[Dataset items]
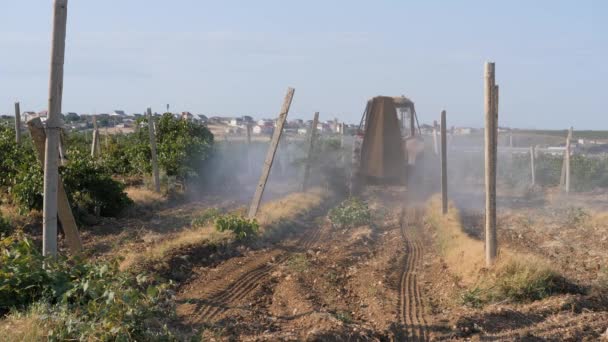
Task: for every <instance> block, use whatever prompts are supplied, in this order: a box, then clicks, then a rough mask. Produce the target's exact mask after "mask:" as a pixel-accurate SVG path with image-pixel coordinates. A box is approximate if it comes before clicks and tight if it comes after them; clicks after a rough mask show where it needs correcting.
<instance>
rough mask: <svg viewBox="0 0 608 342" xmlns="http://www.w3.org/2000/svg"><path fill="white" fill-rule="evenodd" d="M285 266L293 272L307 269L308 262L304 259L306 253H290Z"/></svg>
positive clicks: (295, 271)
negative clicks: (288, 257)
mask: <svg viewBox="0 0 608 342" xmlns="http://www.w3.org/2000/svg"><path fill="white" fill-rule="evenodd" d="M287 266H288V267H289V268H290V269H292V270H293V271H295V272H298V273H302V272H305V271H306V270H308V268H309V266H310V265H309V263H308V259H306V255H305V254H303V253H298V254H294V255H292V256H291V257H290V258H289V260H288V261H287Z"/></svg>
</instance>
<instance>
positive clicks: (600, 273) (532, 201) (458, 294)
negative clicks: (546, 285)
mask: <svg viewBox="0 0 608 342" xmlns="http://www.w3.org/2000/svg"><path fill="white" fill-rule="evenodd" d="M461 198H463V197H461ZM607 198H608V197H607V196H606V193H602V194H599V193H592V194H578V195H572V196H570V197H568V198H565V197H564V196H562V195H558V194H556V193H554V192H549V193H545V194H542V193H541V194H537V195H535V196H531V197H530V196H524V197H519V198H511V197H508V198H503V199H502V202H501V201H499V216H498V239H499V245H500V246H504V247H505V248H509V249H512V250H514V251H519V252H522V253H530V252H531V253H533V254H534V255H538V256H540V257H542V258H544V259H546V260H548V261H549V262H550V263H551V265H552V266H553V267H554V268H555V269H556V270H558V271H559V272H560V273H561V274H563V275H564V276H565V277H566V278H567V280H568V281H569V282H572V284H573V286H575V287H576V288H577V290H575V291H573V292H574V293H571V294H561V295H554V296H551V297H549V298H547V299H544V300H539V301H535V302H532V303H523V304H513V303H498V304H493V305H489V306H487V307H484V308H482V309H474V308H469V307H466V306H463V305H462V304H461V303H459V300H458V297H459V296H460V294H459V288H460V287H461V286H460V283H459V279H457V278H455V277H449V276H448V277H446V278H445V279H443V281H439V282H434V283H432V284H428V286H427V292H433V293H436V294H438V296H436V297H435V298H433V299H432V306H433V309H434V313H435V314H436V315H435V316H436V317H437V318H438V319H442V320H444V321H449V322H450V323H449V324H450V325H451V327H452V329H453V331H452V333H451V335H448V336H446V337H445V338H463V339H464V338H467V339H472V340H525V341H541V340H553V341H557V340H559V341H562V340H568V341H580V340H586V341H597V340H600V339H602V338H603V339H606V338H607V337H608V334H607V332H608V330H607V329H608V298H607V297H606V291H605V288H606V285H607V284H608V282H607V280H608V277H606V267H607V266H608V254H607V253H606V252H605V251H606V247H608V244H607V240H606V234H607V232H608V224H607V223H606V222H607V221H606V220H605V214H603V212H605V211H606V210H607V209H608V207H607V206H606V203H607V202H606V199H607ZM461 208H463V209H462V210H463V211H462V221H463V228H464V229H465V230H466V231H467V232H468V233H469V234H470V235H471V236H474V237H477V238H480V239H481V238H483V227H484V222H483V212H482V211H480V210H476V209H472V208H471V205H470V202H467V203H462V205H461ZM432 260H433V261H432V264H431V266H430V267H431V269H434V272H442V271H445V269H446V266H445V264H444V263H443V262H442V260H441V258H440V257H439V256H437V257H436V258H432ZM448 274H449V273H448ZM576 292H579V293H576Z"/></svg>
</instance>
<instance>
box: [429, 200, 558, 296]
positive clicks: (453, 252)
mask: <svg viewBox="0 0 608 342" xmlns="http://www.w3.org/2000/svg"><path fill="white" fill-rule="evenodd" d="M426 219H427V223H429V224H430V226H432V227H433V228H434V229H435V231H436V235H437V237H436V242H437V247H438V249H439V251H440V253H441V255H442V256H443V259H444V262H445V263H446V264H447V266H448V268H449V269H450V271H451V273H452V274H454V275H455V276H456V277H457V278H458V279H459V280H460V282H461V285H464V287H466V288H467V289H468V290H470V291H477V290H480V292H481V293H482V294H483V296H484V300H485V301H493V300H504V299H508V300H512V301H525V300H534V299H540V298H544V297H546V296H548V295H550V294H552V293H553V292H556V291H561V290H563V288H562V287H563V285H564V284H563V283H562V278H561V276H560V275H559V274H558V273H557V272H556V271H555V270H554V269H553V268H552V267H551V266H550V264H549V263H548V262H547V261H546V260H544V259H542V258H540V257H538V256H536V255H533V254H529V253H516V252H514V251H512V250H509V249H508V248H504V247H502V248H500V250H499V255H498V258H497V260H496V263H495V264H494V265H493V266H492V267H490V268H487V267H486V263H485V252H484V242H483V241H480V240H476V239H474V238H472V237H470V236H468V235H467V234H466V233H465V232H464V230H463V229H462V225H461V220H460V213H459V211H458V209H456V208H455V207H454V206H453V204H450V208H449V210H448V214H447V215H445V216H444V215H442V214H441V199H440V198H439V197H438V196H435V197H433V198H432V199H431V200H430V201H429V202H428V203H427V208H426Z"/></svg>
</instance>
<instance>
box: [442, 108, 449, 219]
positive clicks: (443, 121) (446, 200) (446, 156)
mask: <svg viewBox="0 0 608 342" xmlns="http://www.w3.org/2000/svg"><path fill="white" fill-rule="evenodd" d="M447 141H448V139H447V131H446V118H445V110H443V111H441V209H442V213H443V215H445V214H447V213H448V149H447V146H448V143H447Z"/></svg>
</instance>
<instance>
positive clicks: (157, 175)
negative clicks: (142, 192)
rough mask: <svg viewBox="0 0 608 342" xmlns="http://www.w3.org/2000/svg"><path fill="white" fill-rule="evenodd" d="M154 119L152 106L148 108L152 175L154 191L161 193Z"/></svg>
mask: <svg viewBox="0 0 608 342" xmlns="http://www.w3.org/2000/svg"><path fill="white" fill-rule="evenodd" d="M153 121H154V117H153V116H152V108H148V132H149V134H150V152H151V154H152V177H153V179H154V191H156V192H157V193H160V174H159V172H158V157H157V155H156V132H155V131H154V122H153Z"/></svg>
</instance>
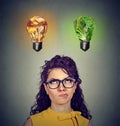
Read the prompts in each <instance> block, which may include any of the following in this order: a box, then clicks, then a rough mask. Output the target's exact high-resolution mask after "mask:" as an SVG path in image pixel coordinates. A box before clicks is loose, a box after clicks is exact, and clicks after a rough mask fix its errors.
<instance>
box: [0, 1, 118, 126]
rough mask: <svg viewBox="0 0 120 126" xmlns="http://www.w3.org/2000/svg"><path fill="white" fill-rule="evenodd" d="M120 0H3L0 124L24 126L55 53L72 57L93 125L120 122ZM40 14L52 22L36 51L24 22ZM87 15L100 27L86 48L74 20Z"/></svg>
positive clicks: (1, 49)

*Problem to work on*
Starting at the beginning of the records and ending with the line that contains "positive clicks: (295, 271)", replace every occurrence of "rough mask" with "coarse mask" and reproduce those lines with everything else unchanged. Omit the picture from your answer.

*Problem solution*
Task: for every <instance> block, use whatever prompts are supplied, in this order: a box, then clicks, then a coarse mask. Produce the target's exact mask after "mask:" as a pixel-accurate SVG path with image-pixel coordinates. A box is approximate if it comes before clicks and tight if it comes after them; clicks after a coarse mask show where it needs correcting.
<instance>
coarse mask: <svg viewBox="0 0 608 342" xmlns="http://www.w3.org/2000/svg"><path fill="white" fill-rule="evenodd" d="M285 266L293 272L307 269L308 262L304 259L306 253H290Z"/></svg>
positive clicks: (295, 271)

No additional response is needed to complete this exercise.